***** Passage

The objective follows DETR-style detectors with the added regularizations:

\[\mathcal L=\mathcal L_{\mathrm{align}}+\mathcal L_{\mathrm{align\_des}}+\mathcal L_{\mathrm{box}}+\mathcal L_{\mathrm{GIoU}}+\mathcal L_{\mathrm{div}}+\mathcal L_{\mathrm{cov}}\]

Where \(\mathcal L_{\mathrm{align}}\) and \(\mathcal L_{\mathrm{align\_des}}\) are alignment losses for category names and augmented descriptions, respectively. The backbone is Swin-T, with Open-CLIP ViT-B/16 as the text encoder. Training is conducted with \(K=3\), batch size 256, over 12 epochs.

Key Experimental Results¶

Main Results¶

In zero-shot settings, SRA-Det (Swin-T) achieves 54.9 mAP across eight FG-OVD sub-datasets, outpacing OWL-ViT(L/14) by 13.8 mAP and even exceeding the fine-tuned NoctOWLv2(L/14). It maintains 40.4 AP on LVIS minival.

Benchmark	Metric	SRA-Det (Swin-T)	Comparison	Gain
FG-OVD (Zero-shot, Avg 8 sets)	mAP	54.9	OWL-ViT(L/14) 41.1	+13.8
LVIS minival (Zero-shot)	AP	40.4	YOLO-World-L 35.4	+5.0
LVIS minival (Zero-shot)	AP	40.4	GroundingDINO 27.4	+13.0
FG-OVD (Fine-tuned)	mAP	67.8	GUIDED 66.4	+1.4

Compared to MLLMs, SRA-Det (0.116B params) achieves a higher F1 (46.29) and Recall (51.71) on FG-OVD than Qwen3-VL-2B (2B) and Rex-Omni (4B), demonstrating superior parameter efficiency.

**********
***** Information provided

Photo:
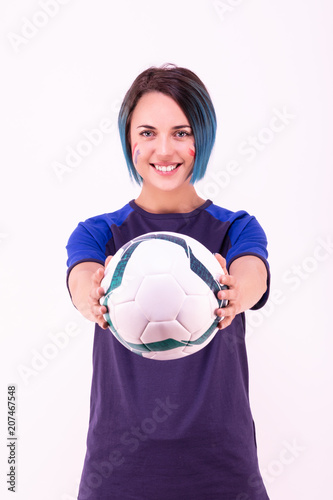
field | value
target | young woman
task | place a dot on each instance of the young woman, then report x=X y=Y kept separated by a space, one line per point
x=178 y=429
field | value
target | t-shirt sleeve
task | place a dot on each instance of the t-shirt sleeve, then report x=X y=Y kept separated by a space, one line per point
x=248 y=238
x=87 y=242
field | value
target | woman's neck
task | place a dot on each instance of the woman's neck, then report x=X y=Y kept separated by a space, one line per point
x=163 y=202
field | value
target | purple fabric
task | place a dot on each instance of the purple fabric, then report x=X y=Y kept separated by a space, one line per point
x=180 y=429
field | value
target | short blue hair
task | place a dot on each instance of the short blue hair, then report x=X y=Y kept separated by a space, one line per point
x=191 y=95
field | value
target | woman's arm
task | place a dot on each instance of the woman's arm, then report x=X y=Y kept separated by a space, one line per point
x=247 y=282
x=85 y=288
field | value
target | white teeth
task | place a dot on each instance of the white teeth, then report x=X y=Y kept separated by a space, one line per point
x=169 y=168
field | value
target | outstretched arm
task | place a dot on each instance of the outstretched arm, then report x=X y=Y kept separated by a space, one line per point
x=247 y=282
x=85 y=287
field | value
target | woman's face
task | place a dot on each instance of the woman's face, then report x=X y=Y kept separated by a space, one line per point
x=162 y=142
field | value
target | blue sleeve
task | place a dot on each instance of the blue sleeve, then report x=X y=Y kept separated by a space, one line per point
x=88 y=242
x=248 y=238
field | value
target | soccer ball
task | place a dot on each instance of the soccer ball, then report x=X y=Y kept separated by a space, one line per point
x=161 y=295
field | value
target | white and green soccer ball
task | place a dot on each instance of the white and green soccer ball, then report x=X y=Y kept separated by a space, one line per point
x=161 y=295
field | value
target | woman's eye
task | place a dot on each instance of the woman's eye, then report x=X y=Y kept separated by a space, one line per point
x=146 y=133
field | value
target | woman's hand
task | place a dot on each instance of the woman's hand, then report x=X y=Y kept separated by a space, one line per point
x=246 y=285
x=231 y=294
x=85 y=286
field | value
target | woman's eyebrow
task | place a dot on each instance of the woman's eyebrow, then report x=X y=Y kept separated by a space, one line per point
x=173 y=128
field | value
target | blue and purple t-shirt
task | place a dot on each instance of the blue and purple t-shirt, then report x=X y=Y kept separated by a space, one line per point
x=178 y=429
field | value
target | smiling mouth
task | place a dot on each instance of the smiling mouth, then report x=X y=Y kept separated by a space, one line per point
x=165 y=168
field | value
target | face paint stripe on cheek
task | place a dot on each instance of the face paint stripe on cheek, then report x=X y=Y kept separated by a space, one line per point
x=191 y=151
x=137 y=152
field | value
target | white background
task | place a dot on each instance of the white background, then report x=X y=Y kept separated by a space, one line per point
x=65 y=68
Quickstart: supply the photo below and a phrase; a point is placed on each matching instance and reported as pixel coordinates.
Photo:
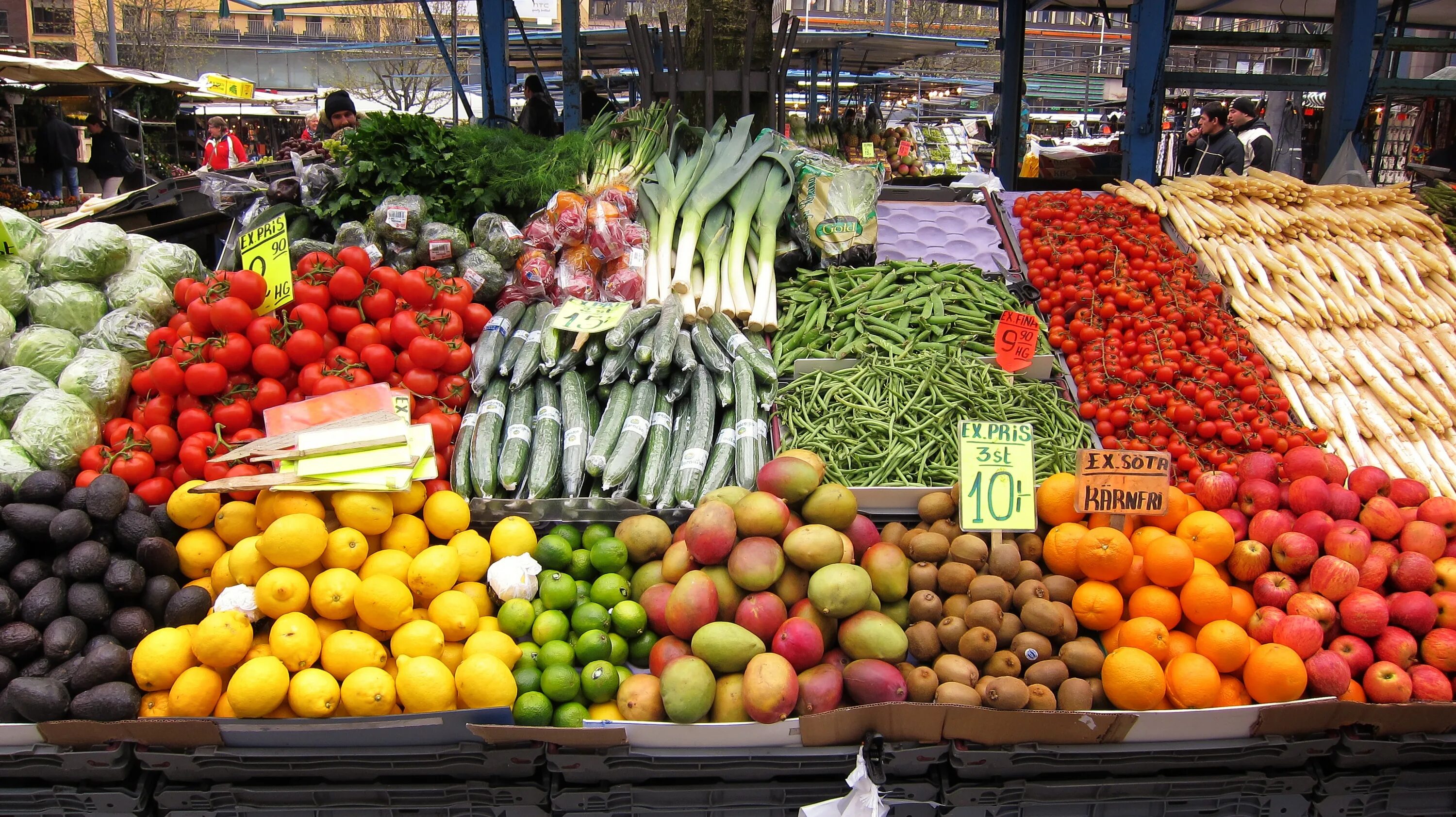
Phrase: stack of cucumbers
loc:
(656, 410)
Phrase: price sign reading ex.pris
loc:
(998, 477)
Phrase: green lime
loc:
(609, 556)
(599, 682)
(554, 553)
(589, 615)
(628, 618)
(516, 618)
(561, 682)
(532, 710)
(611, 590)
(570, 716)
(593, 646)
(557, 653)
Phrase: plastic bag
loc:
(54, 429)
(67, 305)
(101, 379)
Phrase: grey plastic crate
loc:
(631, 765)
(53, 764)
(354, 800)
(236, 765)
(1027, 761)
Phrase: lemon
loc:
(236, 522)
(485, 681)
(199, 551)
(295, 640)
(196, 694)
(456, 614)
(247, 564)
(350, 650)
(258, 688)
(314, 694)
(405, 534)
(223, 638)
(161, 657)
(494, 643)
(347, 548)
(433, 572)
(382, 602)
(367, 691)
(193, 510)
(417, 638)
(474, 551)
(512, 537)
(424, 685)
(281, 590)
(293, 541)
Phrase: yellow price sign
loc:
(998, 477)
(590, 316)
(265, 251)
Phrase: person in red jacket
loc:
(223, 147)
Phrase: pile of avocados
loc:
(88, 573)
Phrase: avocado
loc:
(130, 625)
(88, 602)
(44, 604)
(38, 700)
(107, 497)
(63, 638)
(69, 528)
(188, 606)
(88, 561)
(44, 487)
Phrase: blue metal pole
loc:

**********

## Your instructions:
Rewrite the main results passage from "In zero-shot settings, SRA-Det" up to and including "on LVIS minival.", replacing "outpacing" with "surpassing". You can set the records aside; they aren't needed here.

## Solution to this task:
In zero-shot settings, SRA-Det (Swin-T) achieves 54.9 mAP across eight FG-OVD sub-datasets, surpassing OWL-ViT(L/14) by 13.8 mAP and even exceeding the fine-tuned NoctOWLv2(L/14). It maintains 40.4 AP on LVIS minival.